Your objective » Print all the entries verbatim.

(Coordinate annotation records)
^^^^^^^^
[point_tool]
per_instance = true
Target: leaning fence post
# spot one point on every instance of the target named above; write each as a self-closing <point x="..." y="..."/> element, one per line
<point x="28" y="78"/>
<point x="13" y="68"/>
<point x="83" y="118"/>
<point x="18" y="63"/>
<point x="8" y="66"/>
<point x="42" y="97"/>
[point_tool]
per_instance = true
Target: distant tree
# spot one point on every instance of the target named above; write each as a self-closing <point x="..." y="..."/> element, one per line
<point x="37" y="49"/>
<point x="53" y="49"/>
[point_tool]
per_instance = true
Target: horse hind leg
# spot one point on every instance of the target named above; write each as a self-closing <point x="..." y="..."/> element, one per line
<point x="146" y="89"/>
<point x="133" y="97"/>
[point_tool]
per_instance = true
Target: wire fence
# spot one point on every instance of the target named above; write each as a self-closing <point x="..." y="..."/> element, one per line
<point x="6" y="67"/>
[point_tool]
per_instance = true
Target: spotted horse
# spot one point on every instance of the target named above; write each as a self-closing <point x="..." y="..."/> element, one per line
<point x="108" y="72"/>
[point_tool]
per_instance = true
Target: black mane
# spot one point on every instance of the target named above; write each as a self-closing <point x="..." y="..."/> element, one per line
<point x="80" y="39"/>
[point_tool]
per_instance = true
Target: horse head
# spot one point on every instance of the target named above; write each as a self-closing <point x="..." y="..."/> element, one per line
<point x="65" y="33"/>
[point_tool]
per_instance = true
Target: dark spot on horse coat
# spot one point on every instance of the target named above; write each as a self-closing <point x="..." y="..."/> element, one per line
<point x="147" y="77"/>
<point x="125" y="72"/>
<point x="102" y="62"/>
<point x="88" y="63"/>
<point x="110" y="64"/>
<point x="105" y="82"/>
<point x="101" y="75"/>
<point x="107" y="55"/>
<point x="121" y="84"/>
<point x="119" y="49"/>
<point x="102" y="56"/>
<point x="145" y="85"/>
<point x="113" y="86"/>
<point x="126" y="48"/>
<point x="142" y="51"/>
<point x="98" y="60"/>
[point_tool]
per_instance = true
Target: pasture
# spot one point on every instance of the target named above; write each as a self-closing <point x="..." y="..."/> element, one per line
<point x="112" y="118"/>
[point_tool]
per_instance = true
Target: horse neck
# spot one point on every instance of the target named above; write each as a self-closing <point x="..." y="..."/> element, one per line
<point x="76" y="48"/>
^^^^^^^^
Final result »
[point_tool]
per_instance = true
Target: leaning fence post
# spot one point on every instance of the target named above; write each as a self-closing <point x="..." y="..."/> element, one per line
<point x="28" y="78"/>
<point x="13" y="68"/>
<point x="83" y="118"/>
<point x="18" y="63"/>
<point x="8" y="66"/>
<point x="42" y="97"/>
[point_tool]
per_instance = true
Target: distant tree
# spot one point on every instance of the target named above; write each as a self-closing <point x="..." y="..."/> element, one per line
<point x="37" y="49"/>
<point x="53" y="49"/>
[point_tool]
per_instance = true
Target: horse hind leg
# spot one point on every instance of the target named above; write each as a self-closing <point x="..." y="..."/> element, one per line
<point x="146" y="89"/>
<point x="133" y="97"/>
[point_tool]
per_instance = true
Target: wire fence
# spot one point on every instance of the target named above; write each as a self-closing <point x="..." y="..."/> element, one per line
<point x="6" y="67"/>
[point_tool]
per_instance = true
Target: spotted horse
# spot one point on every instance of the target named above; write each as a self-closing <point x="..." y="..."/> element, one per line
<point x="108" y="72"/>
[point_tool]
per_instance = true
Target: black mane
# spot one point on every instance of the target named above; write each as a self-closing <point x="..." y="..."/> element, one per line
<point x="80" y="39"/>
[point_tool]
per_instance = true
Target: horse head
# spot one point on every instance of the target named above; write each as a self-closing <point x="..." y="..."/> element, one per line
<point x="65" y="33"/>
[point_tool]
per_instance = true
Target: dark spot on horse coat
# spot one point on every instance of the target named above; write each as a self-closing <point x="..." y="..."/> element, one per line
<point x="147" y="77"/>
<point x="125" y="72"/>
<point x="102" y="62"/>
<point x="88" y="63"/>
<point x="110" y="64"/>
<point x="105" y="82"/>
<point x="101" y="75"/>
<point x="107" y="55"/>
<point x="121" y="84"/>
<point x="119" y="49"/>
<point x="102" y="56"/>
<point x="145" y="85"/>
<point x="113" y="86"/>
<point x="126" y="48"/>
<point x="142" y="51"/>
<point x="98" y="60"/>
[point_tool]
per_instance = true
Target: pasture
# spot one point on every instance of the target named above; write each as a self-closing <point x="..." y="..."/> element, one per line
<point x="112" y="118"/>
[point_tool]
per_instance = true
Target: horse neck
# spot one point on every instance of the target named above; write each as a self-closing <point x="..." y="..."/> element, one per line
<point x="76" y="48"/>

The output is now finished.